# [CONSEGNA A]
Elenca gli aggettivi con cui il testo su Lettere da Iwo Jima descrive l'atmosfera del secondo film.

Lettere da Iwo Jima
Ispirato al libro "Pictures letters from commander in chief", Letters from Hiwo Jima è il secondo capitolo del progetto di Clint Eastwood dedicato all'epica battaglia combattuta su uno scoglio arido e inospitale del Pacifico da soldati americani e giapponesi: una lotta cruenta che avrebbe segnato le sorti della II Guerra Mondiale.
Il film si contrappone al precedente Flags of our fathers con il quale forma un dittico asimmetrico ma speculare. In entrambe le pellicole i toni sono dominati dalla pietas e dalla compassione per le innumerevoli vittime sacrificate sull'altare della ragion di stato e dell'ottusa logica militare. Del resto le affinità finiscono qui perché siamo di fronte a due opere per altri versi molto differenti. Il regista applica un coraggioso ribaltamento di prospettiva, abbandona la messa in scena spettacolare e un po' eccessiva del primo film, in cui si analizzava criticamente il meccanismo distorto e fagocitante della propaganda (la leggendaria foto scattata ai marines che innalzano lo stars and stripes sul monte Surubachi), per immergersi nell'atmosfera composta, intensa e drammatica del secondo film, che chiude il cerchio e racconta lo stesso episodio storico dal punto di vista nipponico. In Flags il coraggio e l'onore diventano strumento mediatico su scala macroscopica; in Letters, attraverso il filo rosso delle lettere dei soldati imperiali ai loro cari, si osserva il rapporto intimo ed esistenziale con la morte onorevole, in un ottica di rigido patriottismo ed etica kamikaze a sancire il carattere premeditatamente sacrificale di quella battaglia. Inoltre, alle ardite panoramiche di grande respiro di Flags fanno da contraltare gli spazi chiusi e claustrofobici di Letters.

# [CONSEGNA B]
Per favore, riscrivi per intero le righe dei dati dalla riga che contiene "q: rippled water surface" fino all'ultima riga dei dati, entrambe comprese. Scala di 2,3 soltanto le coordinate dei riquadri di risposta, non i numeri degli esempi di formato, e arrotonda all'intero, con le metà per eccesso.

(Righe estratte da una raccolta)
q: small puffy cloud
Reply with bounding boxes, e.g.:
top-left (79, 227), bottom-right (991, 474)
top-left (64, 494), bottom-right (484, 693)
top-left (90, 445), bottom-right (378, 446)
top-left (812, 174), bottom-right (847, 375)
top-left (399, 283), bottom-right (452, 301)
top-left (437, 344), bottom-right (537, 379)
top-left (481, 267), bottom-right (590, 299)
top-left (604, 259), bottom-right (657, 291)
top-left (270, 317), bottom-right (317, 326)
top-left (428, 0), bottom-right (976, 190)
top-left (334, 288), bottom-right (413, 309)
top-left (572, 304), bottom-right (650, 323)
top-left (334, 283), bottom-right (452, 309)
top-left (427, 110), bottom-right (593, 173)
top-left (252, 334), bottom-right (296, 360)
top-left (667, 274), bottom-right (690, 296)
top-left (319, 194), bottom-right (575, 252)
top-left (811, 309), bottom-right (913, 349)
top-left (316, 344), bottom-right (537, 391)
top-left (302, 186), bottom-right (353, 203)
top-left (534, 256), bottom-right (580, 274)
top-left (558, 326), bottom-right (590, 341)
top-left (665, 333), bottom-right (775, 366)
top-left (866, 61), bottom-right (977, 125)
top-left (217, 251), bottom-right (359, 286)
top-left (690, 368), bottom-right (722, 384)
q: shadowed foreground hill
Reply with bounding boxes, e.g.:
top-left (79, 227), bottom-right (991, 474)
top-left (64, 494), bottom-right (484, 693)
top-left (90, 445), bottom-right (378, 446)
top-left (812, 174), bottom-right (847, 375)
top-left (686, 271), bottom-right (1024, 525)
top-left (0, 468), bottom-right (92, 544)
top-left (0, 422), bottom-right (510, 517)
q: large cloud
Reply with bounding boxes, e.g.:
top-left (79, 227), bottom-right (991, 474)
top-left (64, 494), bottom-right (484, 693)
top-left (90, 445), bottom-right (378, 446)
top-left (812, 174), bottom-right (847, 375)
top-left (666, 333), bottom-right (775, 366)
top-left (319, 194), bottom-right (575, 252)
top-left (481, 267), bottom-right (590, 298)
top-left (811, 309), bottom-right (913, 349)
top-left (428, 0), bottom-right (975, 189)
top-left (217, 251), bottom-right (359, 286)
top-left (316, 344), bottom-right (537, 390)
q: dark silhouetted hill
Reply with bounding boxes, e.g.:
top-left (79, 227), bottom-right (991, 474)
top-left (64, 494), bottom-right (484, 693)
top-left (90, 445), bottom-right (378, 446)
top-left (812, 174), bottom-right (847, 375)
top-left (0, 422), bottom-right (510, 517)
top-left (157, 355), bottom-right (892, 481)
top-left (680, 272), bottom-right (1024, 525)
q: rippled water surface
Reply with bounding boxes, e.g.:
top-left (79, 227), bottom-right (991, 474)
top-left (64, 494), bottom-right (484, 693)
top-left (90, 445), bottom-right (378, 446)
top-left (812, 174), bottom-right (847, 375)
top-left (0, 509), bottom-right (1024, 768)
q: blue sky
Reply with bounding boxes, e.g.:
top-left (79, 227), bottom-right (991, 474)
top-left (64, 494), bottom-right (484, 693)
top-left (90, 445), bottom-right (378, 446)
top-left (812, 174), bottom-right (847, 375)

# [RISPOSTA SCRITTA A]
composta, intensa, drammatica

# [RISPOSTA SCRITTA B]
q: rippled water surface
Reply with bounding boxes, e.g.:
top-left (79, 227), bottom-right (991, 474)
top-left (64, 494), bottom-right (484, 693)
top-left (90, 445), bottom-right (378, 446)
top-left (812, 174), bottom-right (847, 375)
top-left (0, 1171), bottom-right (2355, 1766)
q: blue sky
Reply with bounding boxes, e.g.:
top-left (79, 227), bottom-right (991, 474)
top-left (64, 494), bottom-right (484, 693)
top-left (90, 445), bottom-right (378, 446)
top-left (812, 174), bottom-right (847, 375)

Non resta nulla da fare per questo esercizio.